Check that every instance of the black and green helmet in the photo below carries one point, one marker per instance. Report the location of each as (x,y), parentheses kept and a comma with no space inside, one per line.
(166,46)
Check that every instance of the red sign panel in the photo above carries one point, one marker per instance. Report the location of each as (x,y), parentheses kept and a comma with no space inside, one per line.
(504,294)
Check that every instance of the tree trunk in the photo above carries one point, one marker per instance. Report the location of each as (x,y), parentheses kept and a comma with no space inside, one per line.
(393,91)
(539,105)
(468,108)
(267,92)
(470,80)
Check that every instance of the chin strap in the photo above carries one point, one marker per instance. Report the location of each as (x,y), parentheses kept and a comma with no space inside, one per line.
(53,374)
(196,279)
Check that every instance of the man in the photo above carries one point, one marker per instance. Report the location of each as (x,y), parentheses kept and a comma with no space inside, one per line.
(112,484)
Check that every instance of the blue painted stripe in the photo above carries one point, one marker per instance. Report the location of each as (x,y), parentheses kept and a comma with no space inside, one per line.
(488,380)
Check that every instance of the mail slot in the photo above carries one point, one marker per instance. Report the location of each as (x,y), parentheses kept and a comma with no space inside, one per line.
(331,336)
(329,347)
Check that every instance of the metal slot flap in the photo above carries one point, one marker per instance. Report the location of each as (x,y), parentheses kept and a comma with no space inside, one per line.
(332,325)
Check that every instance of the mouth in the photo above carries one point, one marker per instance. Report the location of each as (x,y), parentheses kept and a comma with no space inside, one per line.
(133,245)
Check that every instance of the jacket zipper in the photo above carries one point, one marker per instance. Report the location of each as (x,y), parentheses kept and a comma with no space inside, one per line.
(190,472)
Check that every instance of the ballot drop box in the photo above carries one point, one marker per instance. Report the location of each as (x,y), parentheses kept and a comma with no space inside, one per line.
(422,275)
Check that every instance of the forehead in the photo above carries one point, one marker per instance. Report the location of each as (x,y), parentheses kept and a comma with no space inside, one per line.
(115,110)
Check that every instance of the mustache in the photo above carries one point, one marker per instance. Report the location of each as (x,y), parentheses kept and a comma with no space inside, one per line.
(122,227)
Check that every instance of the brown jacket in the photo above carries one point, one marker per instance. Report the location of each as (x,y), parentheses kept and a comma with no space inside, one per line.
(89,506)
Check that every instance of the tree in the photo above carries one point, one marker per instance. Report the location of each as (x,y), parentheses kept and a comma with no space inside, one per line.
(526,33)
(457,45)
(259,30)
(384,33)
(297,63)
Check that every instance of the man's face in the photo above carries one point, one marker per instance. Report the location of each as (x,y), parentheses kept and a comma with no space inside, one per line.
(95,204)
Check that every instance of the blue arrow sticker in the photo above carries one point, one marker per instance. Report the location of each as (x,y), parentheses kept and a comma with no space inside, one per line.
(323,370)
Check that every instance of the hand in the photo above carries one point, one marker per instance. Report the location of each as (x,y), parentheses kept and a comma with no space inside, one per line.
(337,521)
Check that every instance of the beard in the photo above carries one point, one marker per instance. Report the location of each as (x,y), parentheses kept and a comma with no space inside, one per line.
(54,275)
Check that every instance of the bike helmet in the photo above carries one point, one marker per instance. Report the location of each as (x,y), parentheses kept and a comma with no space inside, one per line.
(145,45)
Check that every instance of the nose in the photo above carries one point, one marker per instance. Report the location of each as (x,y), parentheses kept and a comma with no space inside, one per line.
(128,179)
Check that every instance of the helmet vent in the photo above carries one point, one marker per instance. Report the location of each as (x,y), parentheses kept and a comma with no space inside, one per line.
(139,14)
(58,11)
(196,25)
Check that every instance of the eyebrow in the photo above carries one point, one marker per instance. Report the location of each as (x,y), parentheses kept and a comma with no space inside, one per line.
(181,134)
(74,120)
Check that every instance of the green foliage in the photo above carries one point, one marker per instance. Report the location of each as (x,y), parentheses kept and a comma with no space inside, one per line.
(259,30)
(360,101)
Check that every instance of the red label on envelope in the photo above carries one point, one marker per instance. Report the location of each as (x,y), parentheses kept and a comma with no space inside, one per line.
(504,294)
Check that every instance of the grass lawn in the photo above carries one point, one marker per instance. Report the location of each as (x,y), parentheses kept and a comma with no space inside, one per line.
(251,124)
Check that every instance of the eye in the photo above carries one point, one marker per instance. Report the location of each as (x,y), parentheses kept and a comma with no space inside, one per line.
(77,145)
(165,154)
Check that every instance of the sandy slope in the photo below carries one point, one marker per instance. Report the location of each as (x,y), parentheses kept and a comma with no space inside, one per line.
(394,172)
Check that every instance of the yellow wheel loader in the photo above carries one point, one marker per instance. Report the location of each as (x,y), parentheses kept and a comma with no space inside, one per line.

» **EXERCISE BRIEF**: Output the lines above verbatim and in full.

» **RESULT OF THE TASK**:
Check that every instance of the black and green helmet in the photo below carries one point, one marker per instance. Report the location of each as (x,y), parentheses kept and a comma with no space inside, one per line.
(166,46)
Check that every instance of the red sign panel in the photo above carries one point, one marker per instance. Report the location of each as (x,y), parentheses kept and a comma with no space inside, one per line.
(504,294)
Check that every instance of the tree trunk in the photo above carries one point, one marker per instance. Report the location of each as (x,y), parentheses kept and a comma with no space inside, one per line.
(393,91)
(539,105)
(468,108)
(267,92)
(470,80)
Check that every instance of the chin strap in the photo above carries one point, one marker per instance. Report the location of each as (x,y), parentheses kept and a comma with no space inside, one per line.
(53,374)
(196,279)
Check that every instance of the man in the photo above carries one point, one marker per instance. Report the location of each as (x,y), parentheses kept and a comma with no space inside, one per line.
(112,484)
Check that every instance of the blue painted stripe in the photo above carries one point, one marker per instance. Report the location of each as (x,y), parentheses kept and a comma with no space inside, one per line.
(488,380)
Check that every instance of the mail slot in the photo above carries one point, one marker per instance. Report the location of each as (x,y), parentheses kept and a comma with no space inside, one per line.
(331,336)
(329,347)
Check that every instance of the metal slot flap in the photo above carries one point, one marker per instance. Report the location of each as (x,y), parentheses kept and a comma with no space inside, one per line.
(332,325)
Check that every instance of the mouth in the photo above carries one point, one marker per instance. Report the location of each as (x,y), parentheses kept and a comma with no space inside, one per line.
(133,245)
Check that every instance of the jacket zipper in the photo above carries one point, one marker per instance. Report the location of each as (x,y), parentheses kept and a comma with no space inside, one per line.
(190,472)
Check that every instance of the ballot drop box in the photo above carries one point, one marker per instance. Report the location of each as (x,y), parentheses kept and a comma with no space inside, one per line.
(422,275)
Check that every instance of the forehead in the photo above carries one point, one marker per instance. Report the location of each as (x,y), parentheses kept and a comma with no space inside, one per line.
(115,110)
Check that every instance of the mustache in the photo above carries one point, one marker per instance. Report the location of each as (x,y), parentheses kept and a comma with no space inside, one per line.
(122,227)
Check that every instance of the brown jacket in the photo above carries one point, one marker per instance. Report the location of each as (x,y), parentheses kept and a comma with no space inside, one per line.
(89,506)
Check that every instance of the tree in the photo above carries one point, one marker per instance. Report the location of each as (x,y), parentheses kept and a comma with no space inside, one per line.
(526,33)
(457,45)
(259,30)
(384,33)
(297,63)
Check that every instance of the man's face in the photo above carries one point, one marker per instance. Report the location of each as (x,y), parentheses kept and a comma with no space inside, one per line.
(95,204)
Check that every instance of the blue arrow sticker in the photo above carries one point, one marker per instance. Report the location of each as (x,y), parentheses kept and a comma with no space inside, one per line.
(323,370)
Check that every instance of the hand in the photo above carries one point, one marker per instance. Report the location of each as (x,y), parentheses kept and a comma with no space inside, one per line.
(337,521)
Check that every instance of the beard in the photo above carries one point, one marker per instance. Report the location of each as (x,y), parentheses kept and a comma with no space inside, one per line.
(54,275)
Check that every instance of the bike helmet in the photo above carries one point, one marker per instance. Report the location of each as (x,y), parentheses kept and a comma with no space inside, one per line.
(145,45)
Check that every instance of the nose in the photo above carries one point, one marker per instance. Report the location of each as (x,y), parentheses kept and a comma with no space inside, one per line.
(128,179)
Check that every instance of the helmet vent in the photo above carries one point, one marker per instance. Report the location of each as (x,y), parentheses kept and a comma with no space inside, one per line.
(139,14)
(58,11)
(196,25)
Check that every instance of the eyebrow in the photo above carries one point, one marker per instance. Report the location of each as (x,y), parentheses kept and a comma with no space inside, one per line.
(181,134)
(74,120)
Check that every instance of the green foliage in the photo above carries one point, one marker per instance. Report the location of each as (x,y), parentheses kept and a comma with no space inside, one per line.
(259,30)
(360,101)
Check that every instance of the red label on envelope in the photo above carries one point, one marker per instance. Report the location of each as (x,y), parentheses kept and a comma with no space inside, one per line.
(504,294)
Check that every instance of the grass lawn in the photo above carries one point, one marker per instance. Report the location of each as (x,y), parentheses kept and a comma with no space inside, one per line.
(251,124)
Check that every instance of the eye in the photo above carries one point, one marker per instance. Report the location of each as (x,y), parentheses kept and a comma with no space inside, one per line.
(77,145)
(165,154)
Check that every instance of the sandy slope in the photo below carries one point, one marker per instance. Report the location of each as (x,y), parentheses kept and a comma with no space inside, one per line.
(394,172)
Check that every instance of the yellow wheel loader in the photo above carries one point, one marker per instance. Report the location of each as (x,y), parentheses kept and a comma with no space inside, one per line.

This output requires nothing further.